** Task **
Reproduce the lease signage provisions below word for word, in full.

** Text provided **
59.2 Suite Signage: Lessee shall be allowed to install suite
identification signage located at the entrance wall of its
Premises, per the Lessor's building sign program.
59.3 Directory Signage: Lessee shall have the right to include the
name of the Lessee on the Building Directory in the main lobby.
59.4 Lessee's sign(s) must:
59.4.1 Comply with all applicable governmental laws, statutes,
regulations, rules, codes and ordinances;
59.4.2 Comply with the provisions of this Lease;
59.4.3 Have been approved in advance by all appropriate
government agencies;
59.4.4 Have been approved in advance by Lessor as to design,
location and manner of attachment to the side of the
Building;
59.4.5 As to the exterior sign, comply with all instruments
recorded against the Property of which the Premises are
a part (if any);
PAGE 3 OF 5 PAGES
22
59.4.6 Be subject to and conditional upon the rights and
privileges of all preexisting sign rights of other
lessees.

** Recorded information **
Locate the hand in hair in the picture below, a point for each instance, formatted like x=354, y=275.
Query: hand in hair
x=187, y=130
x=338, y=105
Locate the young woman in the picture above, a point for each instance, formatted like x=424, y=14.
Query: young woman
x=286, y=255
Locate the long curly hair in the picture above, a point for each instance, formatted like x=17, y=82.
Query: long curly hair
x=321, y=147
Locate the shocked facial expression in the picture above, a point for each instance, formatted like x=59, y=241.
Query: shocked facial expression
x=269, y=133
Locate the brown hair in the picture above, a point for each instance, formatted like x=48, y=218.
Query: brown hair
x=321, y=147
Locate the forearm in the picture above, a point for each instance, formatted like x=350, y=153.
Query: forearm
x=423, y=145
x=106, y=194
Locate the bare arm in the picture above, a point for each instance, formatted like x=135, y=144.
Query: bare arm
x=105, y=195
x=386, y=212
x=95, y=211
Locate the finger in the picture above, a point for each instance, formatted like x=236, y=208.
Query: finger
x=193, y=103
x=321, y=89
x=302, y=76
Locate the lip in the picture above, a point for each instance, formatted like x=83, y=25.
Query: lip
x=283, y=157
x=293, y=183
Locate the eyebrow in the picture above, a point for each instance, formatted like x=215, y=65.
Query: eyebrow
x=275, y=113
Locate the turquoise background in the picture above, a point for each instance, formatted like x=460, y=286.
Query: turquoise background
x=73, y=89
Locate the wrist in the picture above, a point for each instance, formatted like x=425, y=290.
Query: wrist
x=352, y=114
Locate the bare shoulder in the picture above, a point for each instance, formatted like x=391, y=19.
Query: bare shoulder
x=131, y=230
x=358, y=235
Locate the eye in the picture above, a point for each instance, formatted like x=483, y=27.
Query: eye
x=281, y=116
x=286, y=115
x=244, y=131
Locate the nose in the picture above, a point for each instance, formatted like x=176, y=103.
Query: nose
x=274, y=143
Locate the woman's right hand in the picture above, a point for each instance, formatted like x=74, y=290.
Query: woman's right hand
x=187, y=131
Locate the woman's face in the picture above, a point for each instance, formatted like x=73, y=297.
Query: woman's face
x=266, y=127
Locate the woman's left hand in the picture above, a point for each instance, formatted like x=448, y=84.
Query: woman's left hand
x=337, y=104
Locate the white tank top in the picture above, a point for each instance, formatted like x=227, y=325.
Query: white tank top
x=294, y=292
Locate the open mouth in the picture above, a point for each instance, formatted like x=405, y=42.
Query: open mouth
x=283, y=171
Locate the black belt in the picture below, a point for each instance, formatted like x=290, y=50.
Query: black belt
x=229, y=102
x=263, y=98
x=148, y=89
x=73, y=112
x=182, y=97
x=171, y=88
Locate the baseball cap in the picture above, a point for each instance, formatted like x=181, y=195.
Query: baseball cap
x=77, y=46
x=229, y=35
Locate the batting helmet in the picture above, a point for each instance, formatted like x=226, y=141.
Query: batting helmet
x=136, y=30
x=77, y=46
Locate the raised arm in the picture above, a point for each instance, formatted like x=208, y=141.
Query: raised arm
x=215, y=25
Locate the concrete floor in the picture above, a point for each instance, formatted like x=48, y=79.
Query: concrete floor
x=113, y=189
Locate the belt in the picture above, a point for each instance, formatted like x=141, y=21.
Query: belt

** Answer for this exercise **
59.2 Suite Signage: Lessee shall be allowed to install suite
identification signage located at the entrance wall of its
Premises, per the Lessor's building sign program.
59.3 Directory Signage: Lessee shall have the right to include the
name of the Lessee on the Building Directory in the main lobby.
59.4 Lessee's sign(s) must:
59.4.1 Comply with all applicable governmental laws, statutes,
regulations, rules, codes and ordinances;
59.4.2 Comply with the provisions of this Lease;
59.4.3 Have been approved in advance by all appropriate
government agencies;
59.4.4 Have been approved in advance by Lessor as to design,
location and manner of attachment to the side of the
Building;
59.4.5 As to the exterior sign, comply with all instruments
recorded against the Property of which the Premises are
a part (if any);
PAGE 3 OF 5 PAGES
22
59.4.6 Be subject to and conditional upon the rights and
privileges of all preexisting sign rights of other
lessees.